* WHAT NEEDS TO BE DONE *
Which lines in the records below contain the word "helmet"? Copy out each of those lines in full.

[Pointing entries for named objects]
## Begin
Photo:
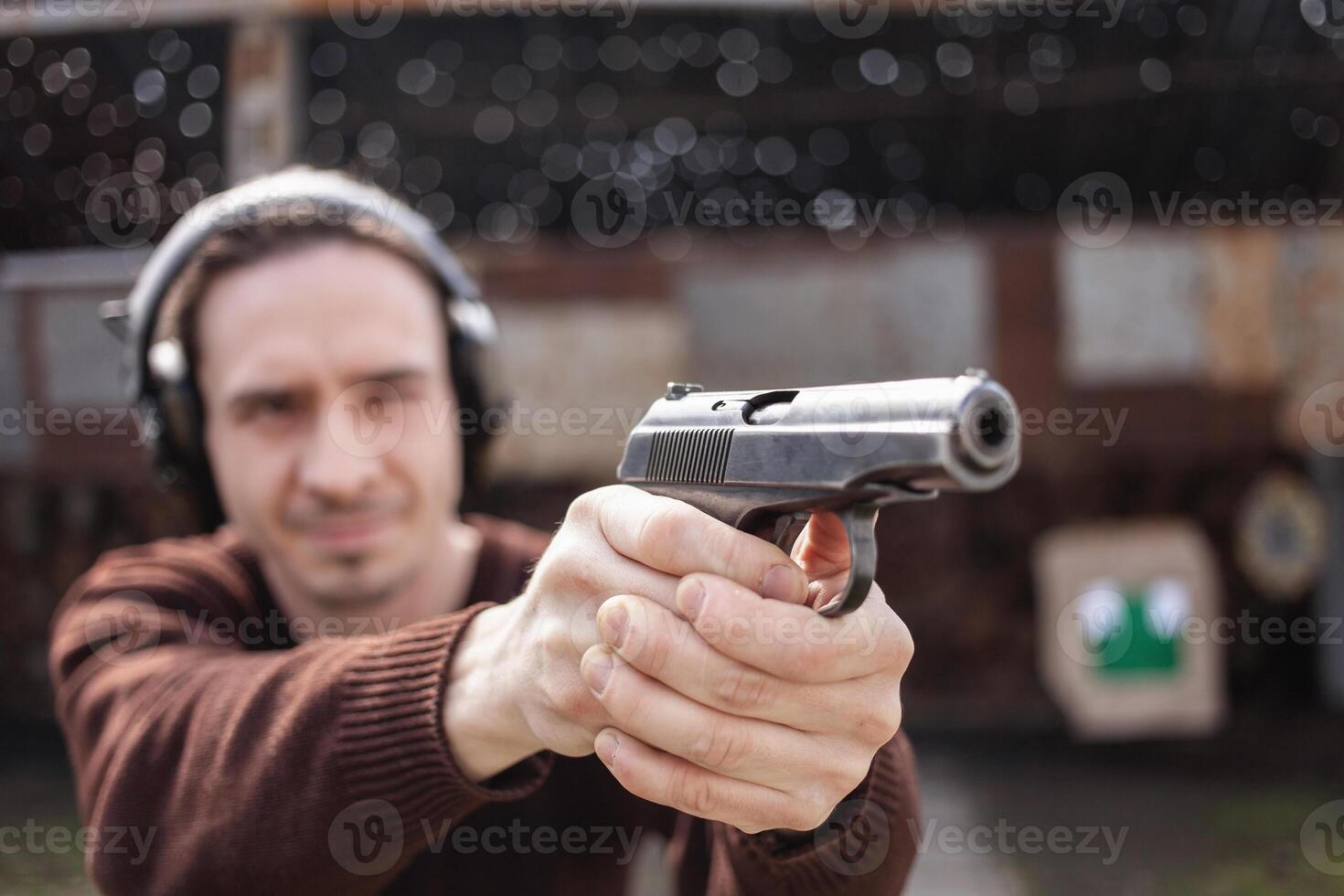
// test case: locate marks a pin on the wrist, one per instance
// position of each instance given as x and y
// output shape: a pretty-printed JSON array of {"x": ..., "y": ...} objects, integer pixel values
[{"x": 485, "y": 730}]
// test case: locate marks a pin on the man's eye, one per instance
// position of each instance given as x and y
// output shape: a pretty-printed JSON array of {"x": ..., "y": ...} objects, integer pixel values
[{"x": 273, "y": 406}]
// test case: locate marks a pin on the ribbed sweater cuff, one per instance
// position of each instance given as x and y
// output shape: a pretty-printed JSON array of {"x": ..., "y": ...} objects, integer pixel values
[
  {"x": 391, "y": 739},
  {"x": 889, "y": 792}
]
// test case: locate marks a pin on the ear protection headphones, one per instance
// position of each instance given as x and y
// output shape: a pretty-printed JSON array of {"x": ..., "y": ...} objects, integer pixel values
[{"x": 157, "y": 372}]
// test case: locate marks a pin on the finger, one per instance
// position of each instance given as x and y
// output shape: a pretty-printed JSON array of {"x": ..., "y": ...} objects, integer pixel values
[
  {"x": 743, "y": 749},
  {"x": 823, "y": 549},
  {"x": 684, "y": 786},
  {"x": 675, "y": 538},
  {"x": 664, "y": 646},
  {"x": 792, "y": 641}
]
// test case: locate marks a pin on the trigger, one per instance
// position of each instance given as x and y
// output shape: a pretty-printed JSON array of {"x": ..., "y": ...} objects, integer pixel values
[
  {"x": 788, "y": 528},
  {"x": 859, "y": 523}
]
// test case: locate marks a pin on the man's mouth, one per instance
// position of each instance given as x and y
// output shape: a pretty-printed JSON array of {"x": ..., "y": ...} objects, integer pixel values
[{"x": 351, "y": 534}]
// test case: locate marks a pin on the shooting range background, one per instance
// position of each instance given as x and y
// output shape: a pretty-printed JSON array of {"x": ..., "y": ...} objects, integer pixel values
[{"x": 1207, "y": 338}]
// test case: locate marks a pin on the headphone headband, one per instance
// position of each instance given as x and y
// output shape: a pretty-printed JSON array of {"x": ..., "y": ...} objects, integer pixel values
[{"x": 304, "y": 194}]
## End
## Begin
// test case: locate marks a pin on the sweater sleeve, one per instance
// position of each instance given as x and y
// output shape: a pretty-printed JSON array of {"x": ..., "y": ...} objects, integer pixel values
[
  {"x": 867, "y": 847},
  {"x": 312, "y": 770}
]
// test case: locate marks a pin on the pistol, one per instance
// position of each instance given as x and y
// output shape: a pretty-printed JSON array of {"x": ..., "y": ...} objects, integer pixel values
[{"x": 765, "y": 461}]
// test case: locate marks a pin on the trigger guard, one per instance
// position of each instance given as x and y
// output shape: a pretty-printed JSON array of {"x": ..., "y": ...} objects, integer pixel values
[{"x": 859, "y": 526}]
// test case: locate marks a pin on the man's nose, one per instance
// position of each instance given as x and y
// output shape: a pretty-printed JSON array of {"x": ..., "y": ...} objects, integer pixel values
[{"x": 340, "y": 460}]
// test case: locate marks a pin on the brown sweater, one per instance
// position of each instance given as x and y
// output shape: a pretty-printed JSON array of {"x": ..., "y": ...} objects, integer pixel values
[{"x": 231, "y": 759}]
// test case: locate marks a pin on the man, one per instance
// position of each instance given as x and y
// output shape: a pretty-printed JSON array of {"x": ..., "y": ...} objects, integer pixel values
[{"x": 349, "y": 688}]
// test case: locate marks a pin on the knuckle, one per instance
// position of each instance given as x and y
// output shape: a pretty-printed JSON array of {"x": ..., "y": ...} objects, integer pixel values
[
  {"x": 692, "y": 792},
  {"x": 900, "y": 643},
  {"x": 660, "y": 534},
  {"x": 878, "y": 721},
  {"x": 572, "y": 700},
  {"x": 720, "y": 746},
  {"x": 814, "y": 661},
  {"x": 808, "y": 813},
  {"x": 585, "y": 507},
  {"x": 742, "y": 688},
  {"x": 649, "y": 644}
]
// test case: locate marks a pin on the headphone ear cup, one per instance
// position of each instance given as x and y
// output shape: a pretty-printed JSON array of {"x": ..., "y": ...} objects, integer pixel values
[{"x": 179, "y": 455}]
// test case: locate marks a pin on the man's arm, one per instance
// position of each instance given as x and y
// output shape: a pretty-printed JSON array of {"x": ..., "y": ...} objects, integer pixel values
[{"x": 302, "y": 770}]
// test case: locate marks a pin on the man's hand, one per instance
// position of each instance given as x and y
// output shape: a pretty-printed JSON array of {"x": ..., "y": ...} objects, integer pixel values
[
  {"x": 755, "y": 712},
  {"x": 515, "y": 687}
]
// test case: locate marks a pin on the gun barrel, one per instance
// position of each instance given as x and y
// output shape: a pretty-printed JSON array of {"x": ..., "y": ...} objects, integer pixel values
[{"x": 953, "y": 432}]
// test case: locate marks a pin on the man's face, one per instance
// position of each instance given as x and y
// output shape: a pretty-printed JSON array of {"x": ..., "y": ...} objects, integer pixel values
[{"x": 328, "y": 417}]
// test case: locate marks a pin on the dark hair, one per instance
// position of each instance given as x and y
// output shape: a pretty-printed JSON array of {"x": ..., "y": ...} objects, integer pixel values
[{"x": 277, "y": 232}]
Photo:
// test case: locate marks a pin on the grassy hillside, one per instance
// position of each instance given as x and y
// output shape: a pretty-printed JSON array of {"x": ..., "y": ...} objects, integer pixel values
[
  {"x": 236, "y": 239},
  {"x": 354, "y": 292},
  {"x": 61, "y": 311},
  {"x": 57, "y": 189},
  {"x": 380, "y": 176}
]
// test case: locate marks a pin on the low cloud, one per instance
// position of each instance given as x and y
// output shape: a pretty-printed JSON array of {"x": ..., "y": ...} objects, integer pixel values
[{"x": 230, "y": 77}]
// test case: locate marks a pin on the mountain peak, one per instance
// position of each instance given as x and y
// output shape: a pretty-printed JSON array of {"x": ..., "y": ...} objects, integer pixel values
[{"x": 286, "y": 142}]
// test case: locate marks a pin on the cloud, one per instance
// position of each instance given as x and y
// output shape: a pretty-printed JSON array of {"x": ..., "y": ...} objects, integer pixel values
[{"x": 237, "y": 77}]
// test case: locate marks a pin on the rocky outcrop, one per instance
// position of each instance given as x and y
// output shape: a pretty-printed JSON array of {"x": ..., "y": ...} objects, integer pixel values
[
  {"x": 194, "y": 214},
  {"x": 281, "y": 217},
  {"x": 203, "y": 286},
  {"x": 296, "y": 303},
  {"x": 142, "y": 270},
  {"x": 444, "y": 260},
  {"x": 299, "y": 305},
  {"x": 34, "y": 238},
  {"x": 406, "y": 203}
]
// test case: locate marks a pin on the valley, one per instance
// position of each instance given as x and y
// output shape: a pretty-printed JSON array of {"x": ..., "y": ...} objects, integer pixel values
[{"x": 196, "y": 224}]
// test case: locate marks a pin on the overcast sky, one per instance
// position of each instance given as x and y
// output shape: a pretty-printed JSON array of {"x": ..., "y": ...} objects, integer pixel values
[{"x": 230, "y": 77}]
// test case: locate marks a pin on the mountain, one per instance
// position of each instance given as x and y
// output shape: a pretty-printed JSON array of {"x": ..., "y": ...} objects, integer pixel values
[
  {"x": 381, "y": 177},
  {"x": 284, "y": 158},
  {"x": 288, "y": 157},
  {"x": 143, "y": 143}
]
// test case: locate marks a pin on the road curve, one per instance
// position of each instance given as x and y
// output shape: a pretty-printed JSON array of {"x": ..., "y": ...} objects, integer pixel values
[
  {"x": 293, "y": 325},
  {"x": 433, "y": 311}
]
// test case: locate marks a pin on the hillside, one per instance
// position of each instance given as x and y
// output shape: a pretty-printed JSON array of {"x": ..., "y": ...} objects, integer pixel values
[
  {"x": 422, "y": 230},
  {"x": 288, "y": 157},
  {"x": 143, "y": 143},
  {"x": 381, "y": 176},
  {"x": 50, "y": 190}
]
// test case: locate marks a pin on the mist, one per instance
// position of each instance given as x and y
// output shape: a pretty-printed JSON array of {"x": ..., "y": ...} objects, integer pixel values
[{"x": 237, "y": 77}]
## End
## Begin
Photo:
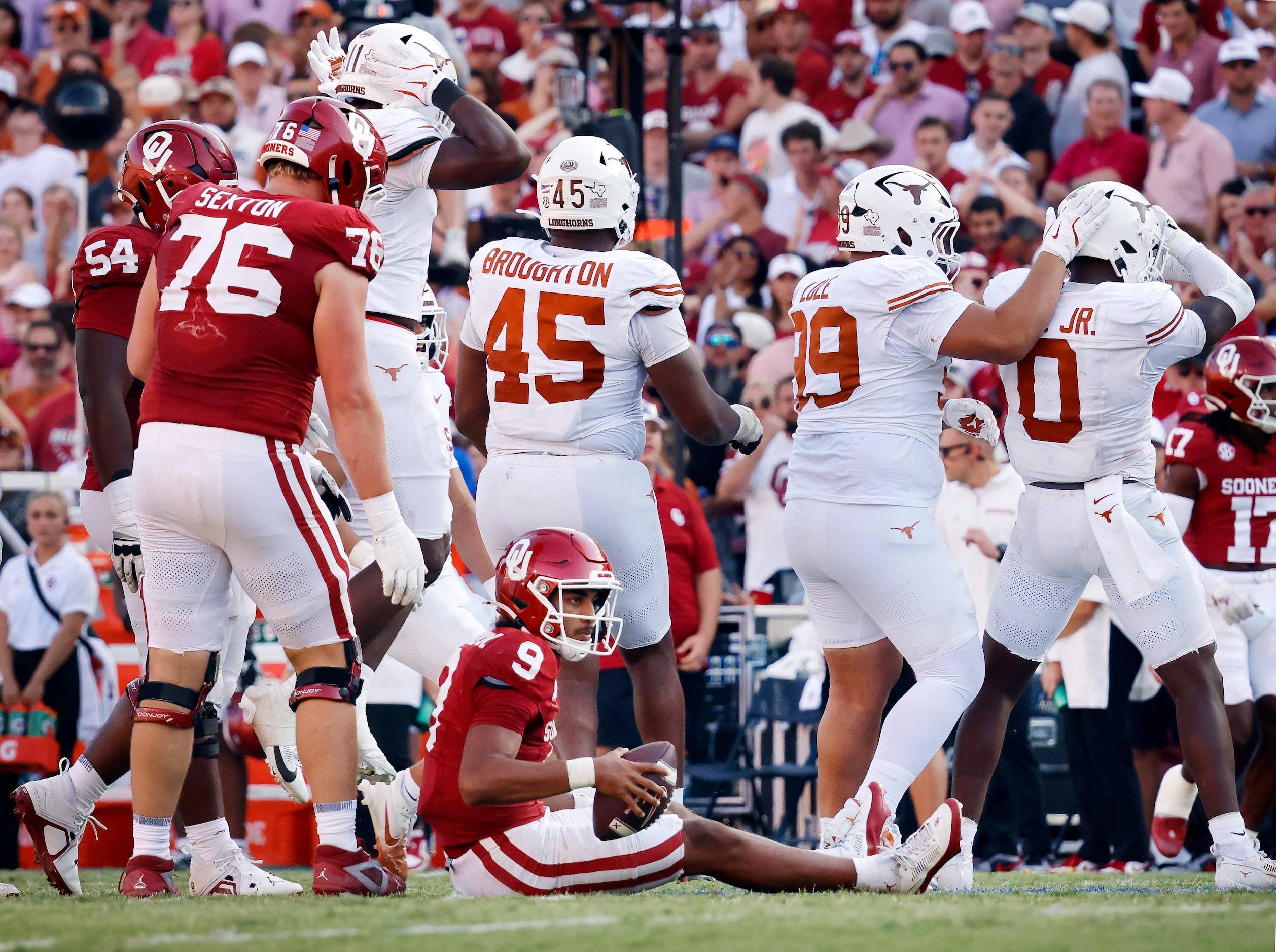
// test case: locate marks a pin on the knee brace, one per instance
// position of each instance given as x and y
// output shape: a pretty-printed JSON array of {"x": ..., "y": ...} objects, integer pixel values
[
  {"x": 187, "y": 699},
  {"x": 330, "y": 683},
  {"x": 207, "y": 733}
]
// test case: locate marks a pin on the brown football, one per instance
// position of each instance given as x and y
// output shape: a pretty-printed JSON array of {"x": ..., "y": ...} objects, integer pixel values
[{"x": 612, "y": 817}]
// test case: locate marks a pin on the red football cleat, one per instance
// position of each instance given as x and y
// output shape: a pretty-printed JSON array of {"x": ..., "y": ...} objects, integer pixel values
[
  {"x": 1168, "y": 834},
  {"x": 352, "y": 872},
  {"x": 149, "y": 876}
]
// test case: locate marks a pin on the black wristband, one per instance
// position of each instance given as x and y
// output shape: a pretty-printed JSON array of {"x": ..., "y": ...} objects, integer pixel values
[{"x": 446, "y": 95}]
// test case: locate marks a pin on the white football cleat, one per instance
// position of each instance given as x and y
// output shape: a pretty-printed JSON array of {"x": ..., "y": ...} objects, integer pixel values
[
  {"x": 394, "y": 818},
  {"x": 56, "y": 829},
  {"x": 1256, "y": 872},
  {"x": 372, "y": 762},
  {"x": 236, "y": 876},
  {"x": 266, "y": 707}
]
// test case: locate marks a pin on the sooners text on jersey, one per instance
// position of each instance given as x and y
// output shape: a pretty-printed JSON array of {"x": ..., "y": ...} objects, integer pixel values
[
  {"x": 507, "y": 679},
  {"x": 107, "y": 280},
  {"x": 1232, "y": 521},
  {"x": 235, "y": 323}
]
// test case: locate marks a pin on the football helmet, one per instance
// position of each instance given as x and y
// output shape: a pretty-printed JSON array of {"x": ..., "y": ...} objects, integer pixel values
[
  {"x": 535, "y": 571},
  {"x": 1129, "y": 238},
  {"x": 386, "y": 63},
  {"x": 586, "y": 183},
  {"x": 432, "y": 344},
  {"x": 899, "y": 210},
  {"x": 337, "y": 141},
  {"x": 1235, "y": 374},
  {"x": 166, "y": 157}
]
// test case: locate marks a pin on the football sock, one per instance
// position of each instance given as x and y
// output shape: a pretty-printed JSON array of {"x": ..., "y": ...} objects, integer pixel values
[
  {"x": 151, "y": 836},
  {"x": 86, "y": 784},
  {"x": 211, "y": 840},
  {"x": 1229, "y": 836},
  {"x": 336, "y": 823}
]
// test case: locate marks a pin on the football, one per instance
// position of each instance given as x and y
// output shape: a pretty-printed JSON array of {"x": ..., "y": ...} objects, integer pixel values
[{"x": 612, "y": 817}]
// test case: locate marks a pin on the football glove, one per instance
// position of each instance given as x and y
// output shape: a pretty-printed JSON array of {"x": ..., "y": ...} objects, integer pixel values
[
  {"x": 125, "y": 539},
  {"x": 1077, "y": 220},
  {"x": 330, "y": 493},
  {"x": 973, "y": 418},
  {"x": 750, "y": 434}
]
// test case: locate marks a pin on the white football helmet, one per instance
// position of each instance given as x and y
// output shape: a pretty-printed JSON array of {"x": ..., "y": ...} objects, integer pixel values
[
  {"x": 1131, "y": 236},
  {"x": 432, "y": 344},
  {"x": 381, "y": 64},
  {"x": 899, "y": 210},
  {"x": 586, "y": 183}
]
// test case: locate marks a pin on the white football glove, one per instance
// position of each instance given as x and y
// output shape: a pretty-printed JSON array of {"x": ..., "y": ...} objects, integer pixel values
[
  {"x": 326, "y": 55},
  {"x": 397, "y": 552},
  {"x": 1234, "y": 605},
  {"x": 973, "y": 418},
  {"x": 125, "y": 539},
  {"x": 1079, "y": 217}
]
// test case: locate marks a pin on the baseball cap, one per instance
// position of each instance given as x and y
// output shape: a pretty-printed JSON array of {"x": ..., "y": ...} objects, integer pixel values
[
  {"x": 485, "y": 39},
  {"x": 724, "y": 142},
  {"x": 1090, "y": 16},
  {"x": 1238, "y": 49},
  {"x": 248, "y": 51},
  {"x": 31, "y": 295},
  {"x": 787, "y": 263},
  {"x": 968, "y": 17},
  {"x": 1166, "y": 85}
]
## End
* WRITTEN SOLUTION *
// test case: locate marks a pin on the football helmet, one per instance
// test case: locate marks a pin on the white football helmet, one per instance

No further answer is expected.